### Aufgaben
A – Gib die Zeilen der Auflistung zwischen der Zeile mit „Corridor-survey task: point out each instance of the light“ und dem Ende der Auflistung, beide eingeschlossen, vollständig wieder. Verschiebe dabei jede Koordinate in den Antworten um 26 und lass alles andere unverändert.
B – Setze den Text über Ruttes Abgang bitte dort fort, wo er aufhört.

___ Lesetext ___

Der ruhmlose Abgang Ruttes

Vier Tage nach dem Sturz seines Kabinetts kündigte Rutte an, dass er sich aus der nationalen Politik zurückziehen wolle. Zunächst wollte er Lehrer werden, inzwischen hat er sich als Nachfolger für Jens Stoltenberg um das Amt des NATO-Generalsekretärs ins Spiel gebracht.

Ruttes Abgang hat die politische Landschaft verändert. Bis zum Aufstieg seiner konservativ-liberalen Volkspartei für Freiheit und Demokratie (VVD) zur größten Partei des Landes hatten die Liberalen ein Jahrhundert lang keinen Premierminister gestellt. Nachdem Rutte kurzzeitig eine Mitte-Rechts-Koalition angeführt hatte, die von Geert Wilders toleriert wurde, leitete er elf Jahre lang Koalitionskabinette, die eine links-progressive Politik verfolgten. Ab 2012 regierte Rutte zunächst mit den Sozialdemokraten, ab 2017 dann mit einer Vier-Parteien-Koalition, der neben den progressiven Liberalen der D66 auch zwei christliche Parteien (CDA und Christliche Union) angehörten.

___ Aufgelistete Einträge ___

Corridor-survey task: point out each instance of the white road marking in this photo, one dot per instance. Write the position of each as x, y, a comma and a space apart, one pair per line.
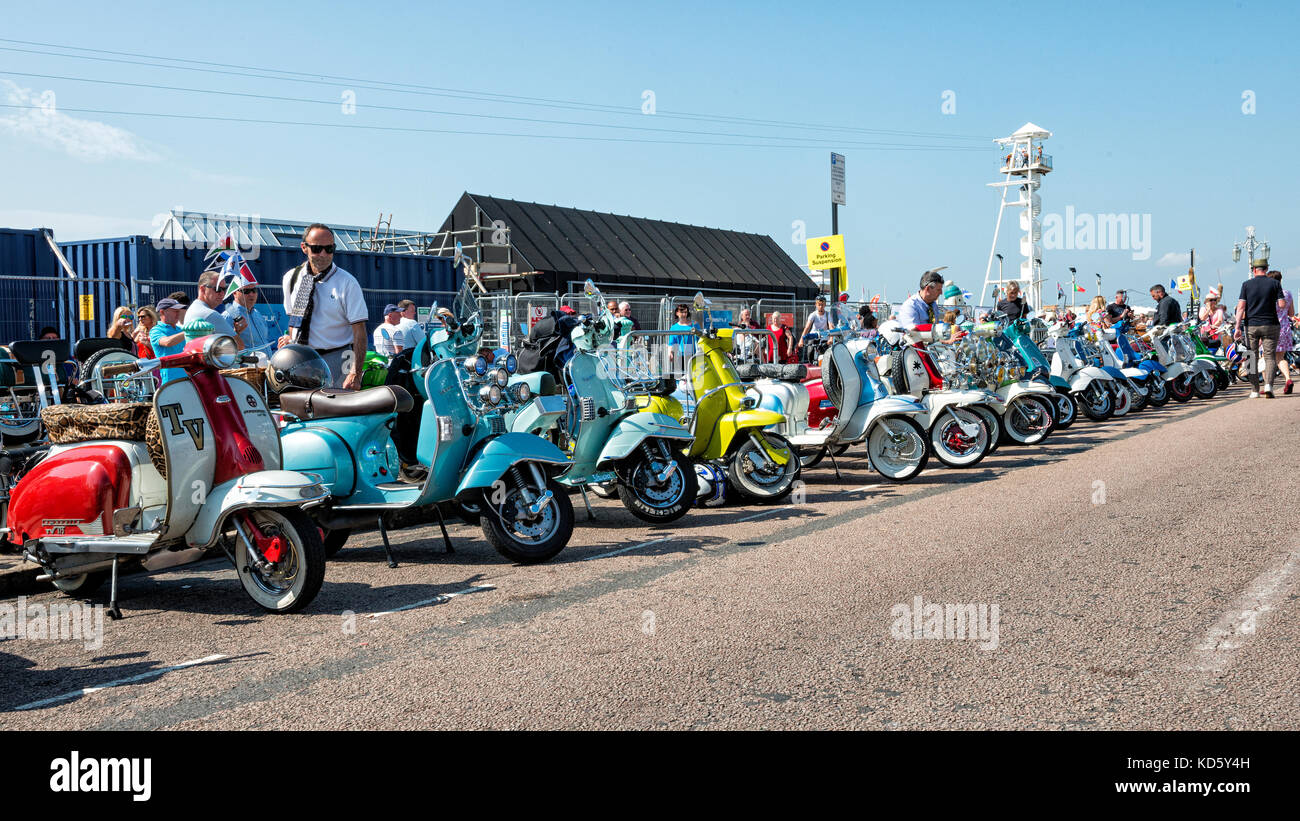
1240, 622
624, 550
437, 599
858, 490
120, 682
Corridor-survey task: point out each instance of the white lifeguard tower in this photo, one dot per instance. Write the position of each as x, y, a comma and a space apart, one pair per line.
1023, 168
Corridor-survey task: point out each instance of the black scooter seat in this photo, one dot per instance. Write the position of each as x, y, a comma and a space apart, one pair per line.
334, 403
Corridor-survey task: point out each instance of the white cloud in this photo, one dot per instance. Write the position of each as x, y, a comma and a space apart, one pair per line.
83, 139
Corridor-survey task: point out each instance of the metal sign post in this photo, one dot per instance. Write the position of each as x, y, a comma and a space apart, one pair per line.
837, 198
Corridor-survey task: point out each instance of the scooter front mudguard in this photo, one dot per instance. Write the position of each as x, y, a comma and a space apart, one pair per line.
264, 489
501, 452
635, 429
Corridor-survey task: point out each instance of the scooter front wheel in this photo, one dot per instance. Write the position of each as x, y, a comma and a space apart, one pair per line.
1066, 411
1028, 420
657, 502
1181, 389
952, 444
754, 474
897, 448
293, 581
525, 538
1204, 385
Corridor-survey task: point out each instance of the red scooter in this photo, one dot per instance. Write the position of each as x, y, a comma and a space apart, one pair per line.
209, 481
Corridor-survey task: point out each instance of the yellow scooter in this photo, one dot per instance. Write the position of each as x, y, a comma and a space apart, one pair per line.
723, 413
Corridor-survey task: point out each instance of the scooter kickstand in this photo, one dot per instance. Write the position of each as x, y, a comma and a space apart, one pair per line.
446, 539
388, 548
113, 611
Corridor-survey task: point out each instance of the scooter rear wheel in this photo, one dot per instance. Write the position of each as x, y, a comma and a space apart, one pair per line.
658, 504
529, 541
767, 485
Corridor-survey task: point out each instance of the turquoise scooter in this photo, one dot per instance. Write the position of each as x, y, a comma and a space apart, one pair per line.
345, 439
609, 438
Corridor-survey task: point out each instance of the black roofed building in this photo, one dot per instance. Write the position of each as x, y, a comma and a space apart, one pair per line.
533, 247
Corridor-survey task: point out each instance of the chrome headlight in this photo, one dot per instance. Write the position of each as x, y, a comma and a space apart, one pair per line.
220, 352
520, 392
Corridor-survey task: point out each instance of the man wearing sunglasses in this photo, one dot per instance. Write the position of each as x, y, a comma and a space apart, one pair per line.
258, 333
206, 308
326, 309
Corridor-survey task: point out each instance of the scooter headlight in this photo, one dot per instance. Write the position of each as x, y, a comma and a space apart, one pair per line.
520, 392
220, 352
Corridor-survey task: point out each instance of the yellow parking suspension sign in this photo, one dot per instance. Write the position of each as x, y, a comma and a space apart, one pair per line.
826, 252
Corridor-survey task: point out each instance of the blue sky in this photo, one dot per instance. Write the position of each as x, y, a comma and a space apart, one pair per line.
1145, 104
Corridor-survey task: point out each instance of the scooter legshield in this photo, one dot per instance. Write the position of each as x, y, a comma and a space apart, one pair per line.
635, 429
501, 452
264, 489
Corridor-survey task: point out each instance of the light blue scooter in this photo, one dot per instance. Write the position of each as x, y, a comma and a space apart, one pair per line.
605, 431
507, 479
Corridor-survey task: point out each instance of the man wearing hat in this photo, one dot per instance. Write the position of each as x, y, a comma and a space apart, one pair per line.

___

### Ergebnisse
A –
Corridor-survey task: point out each instance of the light blue scooter in this photo, one dot per instance. Write the position of each as x, y, a comma and a space apart, one pair per line.
631, 457
533, 505
Corridor-survey task: point out each instance of the man wearing hat in this photo, one dot per instance. Write the position of each as x, y, a comma and a space apart, one pair per line.

B –
Diese Koalition scheint an Rückhalt verloren zu haben. Mark Rutte wurde oft vorgeworfen, ein Opportunist zu sein, dem die Politik egal ist, solange er Premierminister bleibt. Vor allem rechte Wähler fühlten sich von Rutte, der einen D66-Kurs verfolgte, nach und nach betrogen. Überraschend war das nicht, denn Rutte, dem seine eigene Partei oft zu rechts war, verfolgte immer deutlicher den Kurs der progressiven D66. In Sachen Umweltpolitik und bei der Bekämpfung der Stickstoffemissionen, im Klimabereich sowie bei der EU-Ausrichtung sollten die Niederlande Vorreiter sein. Die traditionell konservative Finanzpolitik wurde aufgegeben und durch eine Reihe kostspieliger Maßnahmen ersetzt.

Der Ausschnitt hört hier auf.